- **Task prompt**
Each entry that appears below should be restated exactly as it is.

- **Provided material**

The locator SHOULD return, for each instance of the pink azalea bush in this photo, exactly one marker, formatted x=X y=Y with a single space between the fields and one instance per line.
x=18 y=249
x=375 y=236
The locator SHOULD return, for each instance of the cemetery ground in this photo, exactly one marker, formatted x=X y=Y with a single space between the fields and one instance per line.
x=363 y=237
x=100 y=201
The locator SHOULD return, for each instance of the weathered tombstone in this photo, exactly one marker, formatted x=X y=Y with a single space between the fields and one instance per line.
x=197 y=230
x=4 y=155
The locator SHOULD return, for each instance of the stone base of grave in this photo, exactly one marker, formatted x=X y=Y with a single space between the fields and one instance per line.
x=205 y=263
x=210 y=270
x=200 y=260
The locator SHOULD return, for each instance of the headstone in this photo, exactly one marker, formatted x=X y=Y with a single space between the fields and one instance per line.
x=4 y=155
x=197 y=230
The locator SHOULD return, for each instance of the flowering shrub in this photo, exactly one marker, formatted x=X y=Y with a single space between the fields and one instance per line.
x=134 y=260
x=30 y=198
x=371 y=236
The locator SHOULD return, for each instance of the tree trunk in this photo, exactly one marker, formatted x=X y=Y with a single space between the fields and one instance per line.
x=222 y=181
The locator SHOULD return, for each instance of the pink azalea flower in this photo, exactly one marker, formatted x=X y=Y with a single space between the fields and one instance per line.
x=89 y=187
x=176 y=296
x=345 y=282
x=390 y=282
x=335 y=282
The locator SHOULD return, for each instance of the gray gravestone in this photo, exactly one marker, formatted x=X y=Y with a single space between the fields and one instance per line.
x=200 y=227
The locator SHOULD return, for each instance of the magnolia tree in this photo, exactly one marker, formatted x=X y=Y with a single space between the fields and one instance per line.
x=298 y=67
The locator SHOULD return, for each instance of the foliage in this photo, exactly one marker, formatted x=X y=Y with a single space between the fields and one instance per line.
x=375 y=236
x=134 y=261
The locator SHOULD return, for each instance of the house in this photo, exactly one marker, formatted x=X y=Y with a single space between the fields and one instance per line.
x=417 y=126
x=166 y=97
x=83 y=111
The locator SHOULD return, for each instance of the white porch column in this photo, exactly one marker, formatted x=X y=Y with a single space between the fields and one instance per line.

- **Answer**
The locator SHOULD return, for each instance of the pink azalea bush in this photo, exactly one marker, formatted x=X y=Y with a single space between the fields and one instance per line.
x=18 y=249
x=375 y=236
The locator SHOULD return, for each instance of the cemetery ground in this photo, exactly one marker, formatted x=X y=Y with a single space between the fields and one instance per line.
x=363 y=237
x=100 y=201
The locator SHOULD return, for each instance of the weathered tombstone in this photo, exactly one marker, formatted x=X y=Y with a single space between the fields and one instance per line.
x=197 y=230
x=4 y=155
The locator SHOULD return, for each instance of the stone base of grave in this photo, exactly one marker, formatted x=X y=Y with a single space between the fields and one instance per line.
x=205 y=263
x=210 y=270
x=200 y=260
The locator SHOULD return, for each instance of the headstone in this photo, exactly one marker, formatted x=X y=Y with a single space between the fields and one instance per line.
x=4 y=155
x=197 y=230
The locator SHOULD return, for each instance of the flowering shrub in this photo, exactly one marker, formatted x=X y=Y with a single space between the fields and one instance per line.
x=134 y=260
x=30 y=198
x=371 y=236
The locator SHOULD return, for each instance of the tree trunk in this photo, exactly one marker, formatted x=X y=Y with a single space between the fields and one instance per line.
x=222 y=181
The locator SHOULD return, for each instance of the pink azalea flower in this photo, exactly one marker, formatted x=X y=Y with a single space between the fields and one instance per line.
x=89 y=187
x=176 y=296
x=345 y=282
x=390 y=282
x=335 y=282
The locator SHOULD return, for each instance of the gray gravestone in this photo, exactly one marker, formatted x=X y=Y with a single space between the fields and one instance per line.
x=200 y=227
The locator SHOULD return, for each instance of the magnolia tree in this photo, exactly one marker, formatted x=X y=Y with a single space between the fields and one instance per line.
x=298 y=67
The locator SHOULD return, for each instance of the foliage in this photo, exactly one marker, formatted x=X y=Y with a single space between the fields and one instance per line.
x=375 y=236
x=134 y=261
The locator SHOULD return, for each instance of the house in this photo, exactly one marker, formatted x=X y=Y with a single space between the fields and one instance per line.
x=417 y=126
x=166 y=97
x=83 y=111
The locator SHOULD return, for each instance of the white porch column in this photo, exactly one marker, formatted x=X y=Y with a single space between the fields and one instance per line.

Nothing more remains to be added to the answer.